* WHAT YOU ARE ASKED TO DO
Copy the line containing "locate the rose bloom in the photo above.", then all lines after it up to and including the final line of the material, exactly and without additions.

[Dataset rows]
____________________
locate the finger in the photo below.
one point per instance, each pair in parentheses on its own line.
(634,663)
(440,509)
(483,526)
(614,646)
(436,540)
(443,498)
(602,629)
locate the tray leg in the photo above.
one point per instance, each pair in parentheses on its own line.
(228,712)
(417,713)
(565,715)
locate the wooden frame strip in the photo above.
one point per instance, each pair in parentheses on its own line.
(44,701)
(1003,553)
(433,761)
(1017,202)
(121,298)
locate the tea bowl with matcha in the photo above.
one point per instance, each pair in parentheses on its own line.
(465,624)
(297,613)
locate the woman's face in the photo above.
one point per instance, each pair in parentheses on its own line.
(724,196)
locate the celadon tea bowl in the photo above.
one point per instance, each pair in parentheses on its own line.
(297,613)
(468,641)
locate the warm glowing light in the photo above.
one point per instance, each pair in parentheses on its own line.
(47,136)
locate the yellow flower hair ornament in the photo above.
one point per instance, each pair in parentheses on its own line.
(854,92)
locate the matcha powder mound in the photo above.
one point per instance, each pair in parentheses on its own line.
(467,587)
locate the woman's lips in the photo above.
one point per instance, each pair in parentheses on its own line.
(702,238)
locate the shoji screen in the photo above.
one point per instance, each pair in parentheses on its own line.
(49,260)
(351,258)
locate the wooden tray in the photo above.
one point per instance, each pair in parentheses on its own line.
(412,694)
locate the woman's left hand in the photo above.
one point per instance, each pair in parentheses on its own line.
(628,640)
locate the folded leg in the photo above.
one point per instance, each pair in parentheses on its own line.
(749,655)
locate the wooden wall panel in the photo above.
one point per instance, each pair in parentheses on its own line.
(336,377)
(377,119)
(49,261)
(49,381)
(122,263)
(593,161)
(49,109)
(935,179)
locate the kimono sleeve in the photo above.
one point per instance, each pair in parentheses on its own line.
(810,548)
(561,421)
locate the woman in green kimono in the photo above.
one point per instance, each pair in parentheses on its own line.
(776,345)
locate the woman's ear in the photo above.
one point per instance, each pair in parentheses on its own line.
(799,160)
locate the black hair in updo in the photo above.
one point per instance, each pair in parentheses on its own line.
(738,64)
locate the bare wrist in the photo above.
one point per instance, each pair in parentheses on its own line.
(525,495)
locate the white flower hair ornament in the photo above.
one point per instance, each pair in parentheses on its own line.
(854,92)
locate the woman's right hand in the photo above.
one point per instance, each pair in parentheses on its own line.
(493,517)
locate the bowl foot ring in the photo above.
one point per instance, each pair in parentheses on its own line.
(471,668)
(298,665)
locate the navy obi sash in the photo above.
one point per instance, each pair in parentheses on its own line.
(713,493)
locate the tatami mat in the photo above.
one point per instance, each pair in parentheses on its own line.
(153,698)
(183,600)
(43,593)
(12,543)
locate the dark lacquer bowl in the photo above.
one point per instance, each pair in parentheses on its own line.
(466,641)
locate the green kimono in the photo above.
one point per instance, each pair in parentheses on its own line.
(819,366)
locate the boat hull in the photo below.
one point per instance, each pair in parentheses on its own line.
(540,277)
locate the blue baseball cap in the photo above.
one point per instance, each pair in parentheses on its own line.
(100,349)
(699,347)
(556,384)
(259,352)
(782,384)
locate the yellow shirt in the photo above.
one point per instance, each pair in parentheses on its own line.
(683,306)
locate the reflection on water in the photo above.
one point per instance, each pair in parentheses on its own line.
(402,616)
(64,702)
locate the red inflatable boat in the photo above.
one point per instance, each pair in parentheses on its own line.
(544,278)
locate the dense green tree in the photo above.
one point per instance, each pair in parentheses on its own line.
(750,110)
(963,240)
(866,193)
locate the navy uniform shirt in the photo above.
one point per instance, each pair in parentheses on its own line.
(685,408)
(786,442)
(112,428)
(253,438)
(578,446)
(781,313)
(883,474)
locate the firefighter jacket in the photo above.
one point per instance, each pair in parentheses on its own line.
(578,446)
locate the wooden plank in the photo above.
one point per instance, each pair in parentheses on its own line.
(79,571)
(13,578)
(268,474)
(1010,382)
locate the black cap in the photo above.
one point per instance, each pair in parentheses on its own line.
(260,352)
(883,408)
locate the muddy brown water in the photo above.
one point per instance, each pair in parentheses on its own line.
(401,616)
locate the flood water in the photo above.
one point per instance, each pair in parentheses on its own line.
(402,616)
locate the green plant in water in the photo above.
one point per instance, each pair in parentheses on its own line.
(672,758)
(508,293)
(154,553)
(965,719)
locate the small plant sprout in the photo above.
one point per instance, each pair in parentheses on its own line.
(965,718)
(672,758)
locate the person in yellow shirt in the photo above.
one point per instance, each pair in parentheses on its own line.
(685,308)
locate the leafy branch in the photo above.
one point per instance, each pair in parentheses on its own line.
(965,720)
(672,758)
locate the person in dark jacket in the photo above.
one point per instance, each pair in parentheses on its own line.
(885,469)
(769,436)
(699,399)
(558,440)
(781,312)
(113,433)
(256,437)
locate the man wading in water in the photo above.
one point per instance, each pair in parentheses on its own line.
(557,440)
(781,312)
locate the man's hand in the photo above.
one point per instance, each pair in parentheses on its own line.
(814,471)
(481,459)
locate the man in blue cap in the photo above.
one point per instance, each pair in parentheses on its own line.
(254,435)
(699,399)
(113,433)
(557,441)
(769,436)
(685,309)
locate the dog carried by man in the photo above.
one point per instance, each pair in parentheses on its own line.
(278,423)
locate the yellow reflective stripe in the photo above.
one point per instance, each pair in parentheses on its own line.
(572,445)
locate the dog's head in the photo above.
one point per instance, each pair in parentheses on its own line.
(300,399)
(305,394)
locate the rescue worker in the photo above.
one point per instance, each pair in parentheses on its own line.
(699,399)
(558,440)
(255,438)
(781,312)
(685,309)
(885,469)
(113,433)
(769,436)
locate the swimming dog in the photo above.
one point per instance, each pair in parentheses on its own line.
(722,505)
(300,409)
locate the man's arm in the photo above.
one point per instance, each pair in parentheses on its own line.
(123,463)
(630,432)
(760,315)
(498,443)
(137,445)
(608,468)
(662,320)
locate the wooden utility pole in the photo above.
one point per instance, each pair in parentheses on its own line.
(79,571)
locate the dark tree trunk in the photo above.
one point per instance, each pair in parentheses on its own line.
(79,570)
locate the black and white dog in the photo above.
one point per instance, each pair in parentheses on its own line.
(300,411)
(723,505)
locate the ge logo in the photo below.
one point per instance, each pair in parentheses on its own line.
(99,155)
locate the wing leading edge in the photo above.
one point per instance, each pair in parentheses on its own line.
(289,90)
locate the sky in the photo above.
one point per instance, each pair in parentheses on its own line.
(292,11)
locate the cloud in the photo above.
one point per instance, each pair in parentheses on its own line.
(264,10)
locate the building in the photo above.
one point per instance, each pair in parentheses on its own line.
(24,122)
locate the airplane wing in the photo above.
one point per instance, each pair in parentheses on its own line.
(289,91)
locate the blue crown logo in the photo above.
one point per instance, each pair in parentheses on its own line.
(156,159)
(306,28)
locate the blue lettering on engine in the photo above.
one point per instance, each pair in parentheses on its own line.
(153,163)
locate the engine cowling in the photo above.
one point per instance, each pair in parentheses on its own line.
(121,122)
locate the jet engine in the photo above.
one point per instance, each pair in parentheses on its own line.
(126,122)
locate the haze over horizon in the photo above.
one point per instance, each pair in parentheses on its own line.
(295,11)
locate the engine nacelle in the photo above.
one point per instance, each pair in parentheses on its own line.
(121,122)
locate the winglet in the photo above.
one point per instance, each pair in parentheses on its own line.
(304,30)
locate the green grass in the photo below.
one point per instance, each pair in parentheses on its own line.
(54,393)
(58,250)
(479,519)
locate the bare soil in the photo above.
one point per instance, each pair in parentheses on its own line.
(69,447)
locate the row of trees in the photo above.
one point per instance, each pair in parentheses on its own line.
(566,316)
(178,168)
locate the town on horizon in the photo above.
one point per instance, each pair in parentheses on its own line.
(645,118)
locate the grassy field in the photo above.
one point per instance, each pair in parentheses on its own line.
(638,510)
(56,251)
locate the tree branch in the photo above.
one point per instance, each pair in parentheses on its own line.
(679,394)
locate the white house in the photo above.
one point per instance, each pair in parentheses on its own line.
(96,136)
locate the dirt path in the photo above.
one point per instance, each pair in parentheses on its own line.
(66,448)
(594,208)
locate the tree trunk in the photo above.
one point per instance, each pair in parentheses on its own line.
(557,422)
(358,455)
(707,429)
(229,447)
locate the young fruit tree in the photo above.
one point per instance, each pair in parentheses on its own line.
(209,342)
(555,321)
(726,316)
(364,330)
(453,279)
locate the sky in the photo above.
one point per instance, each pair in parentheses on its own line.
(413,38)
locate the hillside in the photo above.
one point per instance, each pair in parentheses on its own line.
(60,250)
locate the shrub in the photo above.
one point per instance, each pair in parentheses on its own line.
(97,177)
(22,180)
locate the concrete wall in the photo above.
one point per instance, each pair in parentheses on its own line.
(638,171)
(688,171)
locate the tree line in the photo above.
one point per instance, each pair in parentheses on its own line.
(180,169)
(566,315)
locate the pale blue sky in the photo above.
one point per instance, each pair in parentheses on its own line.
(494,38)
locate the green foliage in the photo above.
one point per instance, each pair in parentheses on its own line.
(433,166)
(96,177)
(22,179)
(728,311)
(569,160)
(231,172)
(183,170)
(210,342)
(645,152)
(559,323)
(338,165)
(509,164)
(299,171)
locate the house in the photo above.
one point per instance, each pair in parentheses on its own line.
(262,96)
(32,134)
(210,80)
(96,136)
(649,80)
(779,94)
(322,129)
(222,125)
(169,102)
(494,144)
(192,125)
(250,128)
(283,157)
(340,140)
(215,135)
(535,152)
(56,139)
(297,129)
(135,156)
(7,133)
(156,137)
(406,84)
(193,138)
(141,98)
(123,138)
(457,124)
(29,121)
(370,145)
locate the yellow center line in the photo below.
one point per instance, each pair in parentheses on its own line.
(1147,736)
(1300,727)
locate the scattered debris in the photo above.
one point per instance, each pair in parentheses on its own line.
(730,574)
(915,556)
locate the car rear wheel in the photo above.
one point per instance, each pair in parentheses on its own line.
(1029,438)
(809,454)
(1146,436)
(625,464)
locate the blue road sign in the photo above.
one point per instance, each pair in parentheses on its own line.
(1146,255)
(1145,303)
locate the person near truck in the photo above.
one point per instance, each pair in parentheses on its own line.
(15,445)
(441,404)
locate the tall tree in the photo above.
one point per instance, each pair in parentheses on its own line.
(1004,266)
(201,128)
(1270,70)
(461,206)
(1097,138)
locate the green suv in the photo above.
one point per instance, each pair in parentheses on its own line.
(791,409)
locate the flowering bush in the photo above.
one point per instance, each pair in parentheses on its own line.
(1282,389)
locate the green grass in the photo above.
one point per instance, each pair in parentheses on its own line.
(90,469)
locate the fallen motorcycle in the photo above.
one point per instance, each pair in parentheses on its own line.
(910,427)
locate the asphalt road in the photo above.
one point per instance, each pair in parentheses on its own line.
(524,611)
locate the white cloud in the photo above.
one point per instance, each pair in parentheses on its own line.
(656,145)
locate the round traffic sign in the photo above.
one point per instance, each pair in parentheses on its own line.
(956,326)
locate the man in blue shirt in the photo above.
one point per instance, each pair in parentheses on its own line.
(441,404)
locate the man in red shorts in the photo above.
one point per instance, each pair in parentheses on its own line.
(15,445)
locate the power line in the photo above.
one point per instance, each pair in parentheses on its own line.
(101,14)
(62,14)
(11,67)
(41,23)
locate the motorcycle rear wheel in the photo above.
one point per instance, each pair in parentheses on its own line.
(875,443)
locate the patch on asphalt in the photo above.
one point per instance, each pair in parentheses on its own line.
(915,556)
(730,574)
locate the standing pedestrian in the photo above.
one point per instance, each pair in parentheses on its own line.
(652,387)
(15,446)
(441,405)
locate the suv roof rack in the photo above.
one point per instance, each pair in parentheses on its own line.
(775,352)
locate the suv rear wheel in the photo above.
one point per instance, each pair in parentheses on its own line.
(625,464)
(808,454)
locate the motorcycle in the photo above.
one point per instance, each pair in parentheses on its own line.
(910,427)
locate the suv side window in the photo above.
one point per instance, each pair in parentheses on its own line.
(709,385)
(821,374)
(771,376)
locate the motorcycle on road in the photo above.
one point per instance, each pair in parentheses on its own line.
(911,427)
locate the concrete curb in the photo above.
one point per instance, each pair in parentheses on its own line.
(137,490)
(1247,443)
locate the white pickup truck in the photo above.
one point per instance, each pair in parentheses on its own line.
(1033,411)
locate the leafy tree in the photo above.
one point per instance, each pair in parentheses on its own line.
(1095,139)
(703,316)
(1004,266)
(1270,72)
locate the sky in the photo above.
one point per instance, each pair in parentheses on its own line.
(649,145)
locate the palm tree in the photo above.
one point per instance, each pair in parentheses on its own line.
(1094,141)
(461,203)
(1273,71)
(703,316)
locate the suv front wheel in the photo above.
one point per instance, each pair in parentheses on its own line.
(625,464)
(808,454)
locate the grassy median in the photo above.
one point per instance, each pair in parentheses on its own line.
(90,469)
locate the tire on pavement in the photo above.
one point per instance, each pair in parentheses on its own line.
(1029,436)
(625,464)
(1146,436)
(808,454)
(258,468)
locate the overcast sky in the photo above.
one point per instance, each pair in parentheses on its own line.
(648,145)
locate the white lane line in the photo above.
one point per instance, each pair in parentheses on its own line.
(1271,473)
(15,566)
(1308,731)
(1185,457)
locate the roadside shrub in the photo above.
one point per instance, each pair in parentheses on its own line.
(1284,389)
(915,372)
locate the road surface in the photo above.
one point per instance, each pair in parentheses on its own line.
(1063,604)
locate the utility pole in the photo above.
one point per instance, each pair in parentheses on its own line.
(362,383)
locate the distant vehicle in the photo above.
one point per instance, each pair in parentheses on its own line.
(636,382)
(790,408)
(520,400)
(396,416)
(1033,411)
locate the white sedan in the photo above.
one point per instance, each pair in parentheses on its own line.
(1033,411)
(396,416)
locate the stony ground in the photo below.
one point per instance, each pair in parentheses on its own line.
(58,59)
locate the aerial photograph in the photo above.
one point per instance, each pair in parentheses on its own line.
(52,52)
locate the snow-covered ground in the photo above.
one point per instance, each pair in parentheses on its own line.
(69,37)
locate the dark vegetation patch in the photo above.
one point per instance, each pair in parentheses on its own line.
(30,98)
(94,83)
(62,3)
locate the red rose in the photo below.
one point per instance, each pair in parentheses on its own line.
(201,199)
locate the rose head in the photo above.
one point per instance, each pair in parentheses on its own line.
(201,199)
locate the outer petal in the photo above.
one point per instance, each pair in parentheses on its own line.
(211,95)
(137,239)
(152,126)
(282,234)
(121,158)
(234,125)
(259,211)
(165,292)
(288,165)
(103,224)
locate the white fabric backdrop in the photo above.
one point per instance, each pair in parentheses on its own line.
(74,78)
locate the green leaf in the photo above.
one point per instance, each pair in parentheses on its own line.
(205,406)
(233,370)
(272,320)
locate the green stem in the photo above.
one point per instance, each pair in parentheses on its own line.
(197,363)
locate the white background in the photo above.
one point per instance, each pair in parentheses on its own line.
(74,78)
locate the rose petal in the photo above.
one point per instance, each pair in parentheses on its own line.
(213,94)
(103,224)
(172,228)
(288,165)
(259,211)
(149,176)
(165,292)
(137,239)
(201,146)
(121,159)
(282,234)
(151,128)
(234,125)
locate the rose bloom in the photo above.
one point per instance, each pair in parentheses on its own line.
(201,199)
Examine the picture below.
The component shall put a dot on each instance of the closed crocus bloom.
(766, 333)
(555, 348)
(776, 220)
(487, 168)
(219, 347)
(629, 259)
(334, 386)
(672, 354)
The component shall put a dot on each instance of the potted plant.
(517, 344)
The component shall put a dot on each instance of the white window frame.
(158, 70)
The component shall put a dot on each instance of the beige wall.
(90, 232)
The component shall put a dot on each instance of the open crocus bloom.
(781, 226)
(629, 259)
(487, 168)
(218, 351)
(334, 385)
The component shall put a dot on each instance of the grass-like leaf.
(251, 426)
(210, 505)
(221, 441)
____________________
* ANSWER FOR THE TASK
locate the rose bloom in the photo above.
one point per instance, each pair in parentheses on its own line.
(201,199)
Examine the picture below.
The component shall put a dot on each instance of the closed crocus bloom.
(766, 333)
(555, 348)
(776, 220)
(487, 168)
(219, 347)
(629, 259)
(334, 386)
(672, 354)
The component shall put a dot on each instance of the potted plant.
(517, 344)
The component shall put a dot on each instance of the white window frame.
(158, 70)
The component shall put a dot on each instance of the beige wall.
(90, 232)
The component shall put a dot on each instance of the open crocus bloom.
(781, 226)
(629, 259)
(487, 168)
(218, 351)
(334, 385)
The component shall put a dot on each instance of the grass-like leaf.
(251, 426)
(210, 505)
(221, 441)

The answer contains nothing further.